● **EXERCISE DESCRIPTION**
Reproduce the post about recovery below word for word, from its first line to its last.

● **EXERCISE TEXT**
====

Rejuvenate: look or feel younger, fresher or more lively
…this is harder than expected.
700AM: awake too early after a night of drinking
730AM: obsess about all the calories and food I ate that I “did not deserve”
830AM: keep obsessing
930AM: time to go to the gym in an attempt to make her stop talking
I see the error in my thinking. I feel the sadness that a fun night with friends brings me. I know the pain “enjoying” a day causes me; the shame, the guilt, the sorrow, the anger, the regret…
And, I am considered “recovered” – ha
If you are like me, you get it. Recovery fucking sucks. Things that should be fun and beautiful become so stressful.
Writing this makes me think about my birthday. I planned a trip with my best friend, had an incredible time, enjoyed myself, did not workout and did not deprive myself.
It was a perfect time spent with one of my favorite people in the world.
I wish the week before this trip was not hell.
I spent every minute of every day thinking, obsessing, counting – I was so scared “vacation” would “ruin” all my hard work – that it would make me “fat” – that I would be the “failure” I always knew I was.
The amount of energy wasted anticipating something that should have only made me feel positive…why….

====

● **INFORMATION PROVIDED**
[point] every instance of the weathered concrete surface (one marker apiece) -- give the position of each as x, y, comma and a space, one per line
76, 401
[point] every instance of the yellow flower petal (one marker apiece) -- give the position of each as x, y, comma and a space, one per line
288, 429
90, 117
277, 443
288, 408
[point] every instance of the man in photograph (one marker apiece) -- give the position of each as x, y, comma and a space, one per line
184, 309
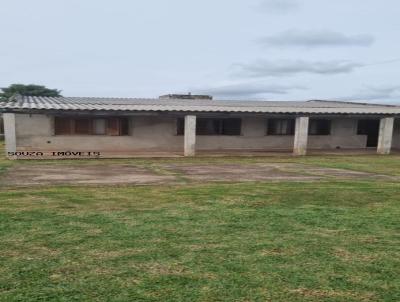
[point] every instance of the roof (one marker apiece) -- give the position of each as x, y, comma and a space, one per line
44, 104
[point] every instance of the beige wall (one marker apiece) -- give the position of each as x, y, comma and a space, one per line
396, 134
153, 133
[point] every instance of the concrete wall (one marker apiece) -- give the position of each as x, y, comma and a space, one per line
153, 133
396, 134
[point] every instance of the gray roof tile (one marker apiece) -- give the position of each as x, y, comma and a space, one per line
30, 104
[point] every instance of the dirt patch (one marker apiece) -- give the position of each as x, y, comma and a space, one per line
111, 174
93, 174
265, 172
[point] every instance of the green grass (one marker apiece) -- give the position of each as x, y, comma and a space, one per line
337, 241
316, 241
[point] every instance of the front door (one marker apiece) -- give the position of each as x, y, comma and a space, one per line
370, 128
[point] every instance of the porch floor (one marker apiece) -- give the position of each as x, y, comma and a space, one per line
245, 153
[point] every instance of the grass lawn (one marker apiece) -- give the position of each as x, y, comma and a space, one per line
315, 241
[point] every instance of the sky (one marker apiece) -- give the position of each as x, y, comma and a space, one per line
231, 49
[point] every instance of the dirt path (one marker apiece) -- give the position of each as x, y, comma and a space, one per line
101, 174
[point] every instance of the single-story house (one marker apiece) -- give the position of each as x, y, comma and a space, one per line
39, 127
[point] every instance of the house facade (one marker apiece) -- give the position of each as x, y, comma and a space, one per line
46, 127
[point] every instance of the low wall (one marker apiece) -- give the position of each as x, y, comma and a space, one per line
158, 134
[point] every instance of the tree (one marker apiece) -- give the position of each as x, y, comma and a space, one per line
29, 90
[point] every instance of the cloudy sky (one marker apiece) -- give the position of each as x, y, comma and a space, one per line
232, 49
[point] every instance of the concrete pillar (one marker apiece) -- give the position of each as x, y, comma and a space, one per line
301, 135
9, 132
385, 135
190, 135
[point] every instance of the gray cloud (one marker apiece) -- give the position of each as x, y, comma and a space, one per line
296, 38
265, 68
278, 6
375, 93
248, 90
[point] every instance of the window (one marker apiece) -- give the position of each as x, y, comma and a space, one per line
62, 125
91, 126
99, 126
319, 127
83, 126
280, 127
213, 126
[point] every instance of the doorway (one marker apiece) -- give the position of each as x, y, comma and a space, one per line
370, 128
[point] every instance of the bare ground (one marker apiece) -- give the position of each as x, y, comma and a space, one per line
107, 174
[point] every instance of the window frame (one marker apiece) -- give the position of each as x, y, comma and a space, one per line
291, 127
218, 124
123, 126
329, 123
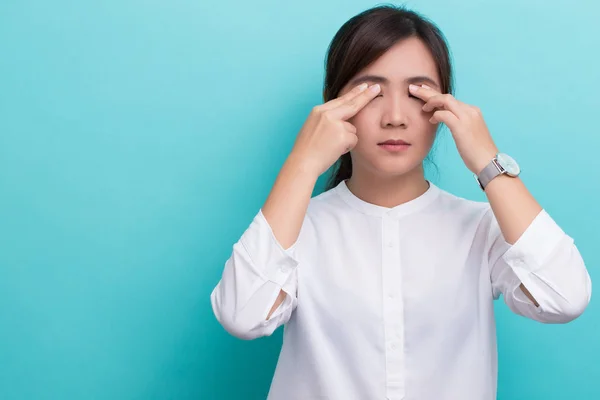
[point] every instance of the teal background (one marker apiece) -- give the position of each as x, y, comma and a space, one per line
139, 138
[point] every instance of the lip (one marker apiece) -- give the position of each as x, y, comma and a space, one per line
394, 146
396, 142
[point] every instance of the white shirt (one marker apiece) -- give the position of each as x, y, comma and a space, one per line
395, 303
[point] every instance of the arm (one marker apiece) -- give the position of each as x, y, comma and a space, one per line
533, 263
257, 291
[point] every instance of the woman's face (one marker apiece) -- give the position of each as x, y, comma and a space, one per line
395, 114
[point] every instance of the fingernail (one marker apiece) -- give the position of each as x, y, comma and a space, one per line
375, 88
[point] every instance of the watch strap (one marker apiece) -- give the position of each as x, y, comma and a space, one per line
492, 170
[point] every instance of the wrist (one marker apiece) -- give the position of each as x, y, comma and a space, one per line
303, 164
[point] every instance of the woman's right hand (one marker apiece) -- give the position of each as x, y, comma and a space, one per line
326, 134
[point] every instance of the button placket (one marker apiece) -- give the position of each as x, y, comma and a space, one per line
393, 308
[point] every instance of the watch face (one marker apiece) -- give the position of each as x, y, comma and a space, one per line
509, 164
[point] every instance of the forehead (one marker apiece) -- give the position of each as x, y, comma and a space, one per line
409, 57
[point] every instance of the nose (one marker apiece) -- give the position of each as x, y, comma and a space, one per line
395, 111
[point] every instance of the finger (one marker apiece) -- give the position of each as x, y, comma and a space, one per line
446, 117
352, 144
352, 107
445, 102
434, 99
349, 127
344, 98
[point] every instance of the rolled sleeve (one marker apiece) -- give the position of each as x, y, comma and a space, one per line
547, 262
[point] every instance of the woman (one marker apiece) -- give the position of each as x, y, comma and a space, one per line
385, 282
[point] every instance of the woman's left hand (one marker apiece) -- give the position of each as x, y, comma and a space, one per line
471, 135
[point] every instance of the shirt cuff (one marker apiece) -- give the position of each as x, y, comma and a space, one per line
274, 262
536, 244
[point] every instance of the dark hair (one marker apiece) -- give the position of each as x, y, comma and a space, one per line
366, 37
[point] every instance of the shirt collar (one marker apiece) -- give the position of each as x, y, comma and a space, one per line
395, 212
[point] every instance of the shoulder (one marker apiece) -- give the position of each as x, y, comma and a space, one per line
455, 206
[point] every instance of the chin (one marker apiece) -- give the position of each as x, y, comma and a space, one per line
394, 168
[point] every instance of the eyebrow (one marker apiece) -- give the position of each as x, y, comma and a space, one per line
385, 81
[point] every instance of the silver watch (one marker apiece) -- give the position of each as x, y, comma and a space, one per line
500, 164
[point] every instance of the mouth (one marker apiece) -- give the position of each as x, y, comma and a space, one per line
394, 145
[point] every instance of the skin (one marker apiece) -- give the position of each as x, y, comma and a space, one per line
401, 102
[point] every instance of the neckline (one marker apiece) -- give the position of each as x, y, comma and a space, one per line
400, 210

====

● **TASK OUTPUT**
Rejuvenate: look or feel younger, fresher or more lively
…this is harder than expected.
700AM: awake too early after a night of drinking
730AM: obsess about all the calories and food I ate that I “did not deserve”
830AM: keep obsessing
930AM: time to go to the gym in an attempt to make her stop talking
I see the error in my thinking. I feel the sadness that a fun night with friends brings me. I know the pain “enjoying” a day causes me; the shame, the guilt, the sorrow, the anger, the regret…
And, I am considered “recovered” – ha
If you are like me, you get it. Recovery fucking sucks. Things that should be fun and beautiful become so stressful.
Writing this makes me think about my birthday. I planned a trip with my best friend, had an incredible time, enjoyed myself, did not workout and did not deprive myself.
It was a perfect time spent with one of my favorite people in the world.
I wish the week before this trip was not hell.
I spent every minute of every day thinking, obsessing, counting – I was so scared “vacation” would “ruin” all my hard work – that it would make me “fat” – that I would be the “failure” I always knew I was.
The amount of energy wasted anticipating something that should have only made me feel positive…why….